_EXERCISE DATA_
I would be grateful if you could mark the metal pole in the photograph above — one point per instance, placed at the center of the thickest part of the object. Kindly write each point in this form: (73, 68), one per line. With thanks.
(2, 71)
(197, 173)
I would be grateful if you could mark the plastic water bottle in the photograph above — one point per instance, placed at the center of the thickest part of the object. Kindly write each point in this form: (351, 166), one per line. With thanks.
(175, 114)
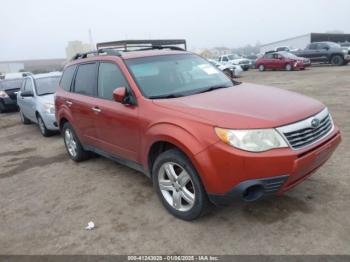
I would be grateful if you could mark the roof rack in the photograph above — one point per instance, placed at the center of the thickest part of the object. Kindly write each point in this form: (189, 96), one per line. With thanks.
(104, 51)
(135, 45)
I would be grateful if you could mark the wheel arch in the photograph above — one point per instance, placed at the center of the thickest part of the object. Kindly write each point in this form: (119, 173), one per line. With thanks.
(162, 137)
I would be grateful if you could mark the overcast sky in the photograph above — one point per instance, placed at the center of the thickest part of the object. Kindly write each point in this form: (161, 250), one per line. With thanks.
(42, 28)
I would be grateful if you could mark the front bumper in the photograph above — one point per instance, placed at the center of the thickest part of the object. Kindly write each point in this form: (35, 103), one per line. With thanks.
(8, 103)
(226, 171)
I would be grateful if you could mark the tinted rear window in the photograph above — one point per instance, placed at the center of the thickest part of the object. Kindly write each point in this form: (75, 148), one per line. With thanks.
(47, 85)
(85, 80)
(67, 77)
(11, 84)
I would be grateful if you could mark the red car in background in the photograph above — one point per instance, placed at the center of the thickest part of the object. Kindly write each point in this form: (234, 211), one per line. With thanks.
(281, 60)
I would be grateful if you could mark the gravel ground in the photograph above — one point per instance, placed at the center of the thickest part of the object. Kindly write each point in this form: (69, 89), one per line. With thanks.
(46, 200)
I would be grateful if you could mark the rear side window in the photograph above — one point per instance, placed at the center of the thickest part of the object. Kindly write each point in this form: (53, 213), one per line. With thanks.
(313, 46)
(109, 78)
(67, 77)
(85, 80)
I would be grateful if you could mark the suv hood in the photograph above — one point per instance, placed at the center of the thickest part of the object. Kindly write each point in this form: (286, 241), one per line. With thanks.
(245, 106)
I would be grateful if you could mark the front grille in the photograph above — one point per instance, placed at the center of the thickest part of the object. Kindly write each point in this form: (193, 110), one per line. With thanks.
(272, 185)
(244, 62)
(306, 132)
(12, 93)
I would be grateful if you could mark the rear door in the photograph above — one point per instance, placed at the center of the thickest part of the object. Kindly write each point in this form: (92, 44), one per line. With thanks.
(81, 101)
(117, 124)
(322, 50)
(279, 61)
(268, 61)
(314, 53)
(27, 104)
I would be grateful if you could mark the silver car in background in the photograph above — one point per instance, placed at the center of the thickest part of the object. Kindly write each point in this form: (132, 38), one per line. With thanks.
(36, 101)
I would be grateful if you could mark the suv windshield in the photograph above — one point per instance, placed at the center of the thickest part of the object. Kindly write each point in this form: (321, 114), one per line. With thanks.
(176, 75)
(11, 84)
(288, 55)
(46, 85)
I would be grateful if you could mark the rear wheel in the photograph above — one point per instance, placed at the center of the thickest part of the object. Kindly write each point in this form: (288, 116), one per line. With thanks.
(24, 119)
(178, 185)
(73, 146)
(337, 60)
(289, 67)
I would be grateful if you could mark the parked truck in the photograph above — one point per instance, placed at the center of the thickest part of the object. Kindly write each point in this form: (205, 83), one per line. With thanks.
(325, 52)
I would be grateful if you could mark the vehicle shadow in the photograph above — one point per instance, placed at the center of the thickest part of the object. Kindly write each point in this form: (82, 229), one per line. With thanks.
(266, 211)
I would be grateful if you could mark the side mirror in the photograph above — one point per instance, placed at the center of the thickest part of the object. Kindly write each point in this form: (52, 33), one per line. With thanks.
(119, 94)
(27, 93)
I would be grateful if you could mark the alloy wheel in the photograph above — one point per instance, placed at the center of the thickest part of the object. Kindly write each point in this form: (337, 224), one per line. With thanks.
(70, 142)
(176, 186)
(41, 125)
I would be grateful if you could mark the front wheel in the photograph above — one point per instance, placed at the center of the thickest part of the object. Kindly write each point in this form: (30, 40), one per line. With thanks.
(178, 185)
(289, 67)
(73, 146)
(337, 60)
(24, 119)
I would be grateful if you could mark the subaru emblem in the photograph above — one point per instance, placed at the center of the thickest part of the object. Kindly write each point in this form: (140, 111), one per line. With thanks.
(315, 123)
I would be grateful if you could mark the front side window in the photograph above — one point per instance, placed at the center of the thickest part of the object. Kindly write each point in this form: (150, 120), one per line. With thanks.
(313, 46)
(46, 85)
(269, 56)
(85, 80)
(109, 78)
(29, 85)
(11, 84)
(67, 77)
(175, 75)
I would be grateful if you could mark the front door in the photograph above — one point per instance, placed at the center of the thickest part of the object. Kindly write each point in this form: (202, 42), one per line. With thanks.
(117, 125)
(81, 102)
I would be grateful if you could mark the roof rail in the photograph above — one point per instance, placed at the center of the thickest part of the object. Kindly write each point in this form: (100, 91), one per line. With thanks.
(104, 51)
(133, 45)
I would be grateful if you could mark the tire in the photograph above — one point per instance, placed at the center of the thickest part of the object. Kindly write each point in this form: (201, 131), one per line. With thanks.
(24, 119)
(191, 199)
(42, 127)
(337, 60)
(289, 67)
(228, 73)
(73, 146)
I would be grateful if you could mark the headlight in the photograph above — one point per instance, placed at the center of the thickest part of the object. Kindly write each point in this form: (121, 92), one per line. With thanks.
(49, 108)
(254, 140)
(3, 94)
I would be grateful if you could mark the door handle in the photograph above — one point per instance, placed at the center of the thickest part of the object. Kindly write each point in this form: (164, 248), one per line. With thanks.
(96, 109)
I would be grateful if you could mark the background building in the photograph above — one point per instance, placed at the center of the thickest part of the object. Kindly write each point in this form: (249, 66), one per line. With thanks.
(300, 42)
(75, 47)
(11, 67)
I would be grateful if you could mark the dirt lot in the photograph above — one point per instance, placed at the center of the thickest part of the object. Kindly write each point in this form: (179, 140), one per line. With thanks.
(46, 200)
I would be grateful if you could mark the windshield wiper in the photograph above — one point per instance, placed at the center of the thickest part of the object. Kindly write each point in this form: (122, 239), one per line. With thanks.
(44, 94)
(165, 96)
(211, 88)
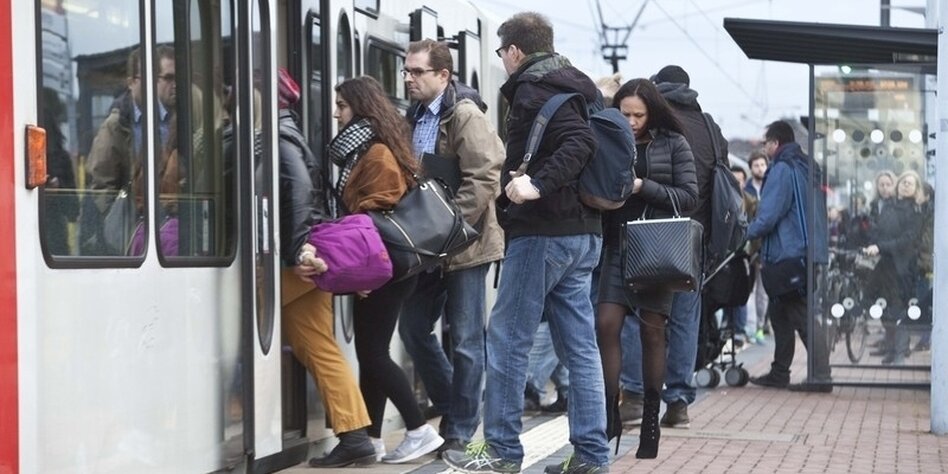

_WHAT THE EXERCISE ASKS_
Locate each line in the data above that contains the word "rear", and copy those lines.

_EXPECTED OUTPUT_
I would be grateful if you could mark the tinted rear window in the photograph above — one point per instance, placed at the center of the thickest part of the object. Kindly write each point in this form: (75, 148), one per line. With thanks.
I would be grateful if you could mark the rear side window in the photograph above — one point per instance, placed at the center of the thickest part of the object. Kindly write each point in this form: (53, 213), one per line. With thanks.
I would be grateful if you could mark the rear door in the photograph above — one point per instance, placed at the center of the thickest part of the object. Kindly write each point in this form: (92, 44), one per line. With thanks.
I would be grateful if you could mark the rear wheel in the photograph above — one point per instance, placed at the center of the thickest part of the object. Kindly write each point in this form: (288, 116), one per line. With thanks.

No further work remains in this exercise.